» **Records for processing**
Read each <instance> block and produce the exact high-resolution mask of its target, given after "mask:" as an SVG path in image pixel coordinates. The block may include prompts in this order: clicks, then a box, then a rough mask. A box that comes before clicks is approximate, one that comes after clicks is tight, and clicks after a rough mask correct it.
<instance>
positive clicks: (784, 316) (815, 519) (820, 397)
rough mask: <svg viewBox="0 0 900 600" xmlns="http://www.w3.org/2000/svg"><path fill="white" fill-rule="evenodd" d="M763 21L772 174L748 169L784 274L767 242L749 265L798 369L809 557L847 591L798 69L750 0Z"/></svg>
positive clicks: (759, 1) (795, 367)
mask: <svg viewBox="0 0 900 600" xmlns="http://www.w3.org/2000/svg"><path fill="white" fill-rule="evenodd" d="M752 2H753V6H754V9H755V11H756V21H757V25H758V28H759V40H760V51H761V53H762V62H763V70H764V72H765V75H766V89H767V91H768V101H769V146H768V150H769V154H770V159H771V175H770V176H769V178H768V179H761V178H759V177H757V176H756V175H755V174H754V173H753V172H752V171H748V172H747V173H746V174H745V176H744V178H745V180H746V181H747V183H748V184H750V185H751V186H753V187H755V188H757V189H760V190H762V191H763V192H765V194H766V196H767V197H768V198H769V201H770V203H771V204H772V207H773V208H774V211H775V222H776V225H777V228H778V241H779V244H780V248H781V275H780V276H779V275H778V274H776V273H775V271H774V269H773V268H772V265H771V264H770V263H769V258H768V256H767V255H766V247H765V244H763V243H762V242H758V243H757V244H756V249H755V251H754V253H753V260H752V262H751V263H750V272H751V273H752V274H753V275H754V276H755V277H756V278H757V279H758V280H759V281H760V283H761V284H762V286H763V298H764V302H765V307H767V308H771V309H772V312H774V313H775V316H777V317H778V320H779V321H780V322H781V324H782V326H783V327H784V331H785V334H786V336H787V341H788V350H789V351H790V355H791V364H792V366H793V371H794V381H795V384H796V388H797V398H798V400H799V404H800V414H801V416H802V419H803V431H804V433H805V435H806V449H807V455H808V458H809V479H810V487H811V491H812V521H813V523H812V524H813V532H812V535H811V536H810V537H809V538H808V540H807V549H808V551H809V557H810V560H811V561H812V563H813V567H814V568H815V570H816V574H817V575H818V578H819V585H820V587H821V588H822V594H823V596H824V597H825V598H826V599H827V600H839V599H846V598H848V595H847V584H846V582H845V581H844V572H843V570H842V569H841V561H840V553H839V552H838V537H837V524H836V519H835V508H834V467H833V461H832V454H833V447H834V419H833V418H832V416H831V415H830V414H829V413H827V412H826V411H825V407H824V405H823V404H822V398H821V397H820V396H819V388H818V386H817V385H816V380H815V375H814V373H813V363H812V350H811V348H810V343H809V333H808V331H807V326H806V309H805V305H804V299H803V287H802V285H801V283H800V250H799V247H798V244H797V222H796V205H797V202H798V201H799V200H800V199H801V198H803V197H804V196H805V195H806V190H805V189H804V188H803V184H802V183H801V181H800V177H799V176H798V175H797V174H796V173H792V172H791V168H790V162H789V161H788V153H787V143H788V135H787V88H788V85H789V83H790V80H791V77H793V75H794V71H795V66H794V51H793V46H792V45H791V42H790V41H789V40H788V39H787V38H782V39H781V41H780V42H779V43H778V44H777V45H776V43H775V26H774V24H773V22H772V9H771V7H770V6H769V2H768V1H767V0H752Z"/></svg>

* * *

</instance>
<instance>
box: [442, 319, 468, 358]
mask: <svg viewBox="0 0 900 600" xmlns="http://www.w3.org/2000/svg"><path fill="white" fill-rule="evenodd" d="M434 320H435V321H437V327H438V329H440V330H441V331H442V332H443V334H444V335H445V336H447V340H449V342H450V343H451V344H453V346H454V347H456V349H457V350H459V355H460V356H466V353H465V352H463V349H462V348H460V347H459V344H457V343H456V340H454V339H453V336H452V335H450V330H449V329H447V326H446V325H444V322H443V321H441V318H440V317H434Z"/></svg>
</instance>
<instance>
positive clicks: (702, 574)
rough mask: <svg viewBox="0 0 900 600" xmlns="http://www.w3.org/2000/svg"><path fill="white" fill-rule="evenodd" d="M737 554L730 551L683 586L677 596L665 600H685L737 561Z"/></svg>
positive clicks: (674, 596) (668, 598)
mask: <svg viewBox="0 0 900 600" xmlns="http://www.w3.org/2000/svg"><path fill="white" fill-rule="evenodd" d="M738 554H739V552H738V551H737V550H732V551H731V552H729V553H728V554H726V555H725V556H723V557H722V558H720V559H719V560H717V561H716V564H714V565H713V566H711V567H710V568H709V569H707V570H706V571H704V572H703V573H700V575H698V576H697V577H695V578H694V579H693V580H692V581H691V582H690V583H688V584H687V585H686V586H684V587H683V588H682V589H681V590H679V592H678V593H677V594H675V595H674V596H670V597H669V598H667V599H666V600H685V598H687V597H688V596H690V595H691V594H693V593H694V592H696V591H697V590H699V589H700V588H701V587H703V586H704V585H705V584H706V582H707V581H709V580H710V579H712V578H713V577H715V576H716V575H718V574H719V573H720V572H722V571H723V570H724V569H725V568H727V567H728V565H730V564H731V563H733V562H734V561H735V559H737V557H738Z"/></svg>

---

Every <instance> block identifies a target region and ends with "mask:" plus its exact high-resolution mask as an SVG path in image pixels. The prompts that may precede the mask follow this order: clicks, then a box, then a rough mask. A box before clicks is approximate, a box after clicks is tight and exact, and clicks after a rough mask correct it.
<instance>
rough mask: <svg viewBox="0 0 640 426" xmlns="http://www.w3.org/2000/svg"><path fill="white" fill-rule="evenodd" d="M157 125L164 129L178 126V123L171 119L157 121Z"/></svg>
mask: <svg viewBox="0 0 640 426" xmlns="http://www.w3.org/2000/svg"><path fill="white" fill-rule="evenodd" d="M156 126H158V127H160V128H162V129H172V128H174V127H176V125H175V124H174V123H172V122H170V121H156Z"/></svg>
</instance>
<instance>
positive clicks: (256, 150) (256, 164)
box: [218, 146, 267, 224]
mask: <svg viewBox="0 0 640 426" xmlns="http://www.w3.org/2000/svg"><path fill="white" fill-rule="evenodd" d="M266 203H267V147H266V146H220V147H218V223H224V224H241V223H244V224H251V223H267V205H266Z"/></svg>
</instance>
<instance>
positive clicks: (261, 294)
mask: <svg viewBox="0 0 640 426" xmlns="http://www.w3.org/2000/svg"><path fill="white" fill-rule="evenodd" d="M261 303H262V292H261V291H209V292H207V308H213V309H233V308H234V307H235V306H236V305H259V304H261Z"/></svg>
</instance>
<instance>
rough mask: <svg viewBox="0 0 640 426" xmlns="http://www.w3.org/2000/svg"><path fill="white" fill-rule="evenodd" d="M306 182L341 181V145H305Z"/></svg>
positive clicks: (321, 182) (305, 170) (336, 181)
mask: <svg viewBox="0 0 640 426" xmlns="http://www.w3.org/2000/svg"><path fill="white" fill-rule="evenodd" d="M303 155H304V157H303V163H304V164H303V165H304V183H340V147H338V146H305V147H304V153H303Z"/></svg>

» **Directions for this task**
Copy out, word for word, the part of the entries above that begins at the line with "125L164 129L178 126V123L171" and ends at the line with "positive clicks: (256, 150) (256, 164)", including both.

» **Result below**
rough mask: <svg viewBox="0 0 640 426" xmlns="http://www.w3.org/2000/svg"><path fill="white" fill-rule="evenodd" d="M157 125L164 129L178 126V123L171 119L157 121Z"/></svg>
mask: <svg viewBox="0 0 640 426" xmlns="http://www.w3.org/2000/svg"><path fill="white" fill-rule="evenodd" d="M156 126H158V127H160V128H162V129H172V128H174V127H176V125H175V124H174V123H172V122H170V121H156Z"/></svg>
</instance>
<instance>
positive clicks: (256, 150) (256, 164)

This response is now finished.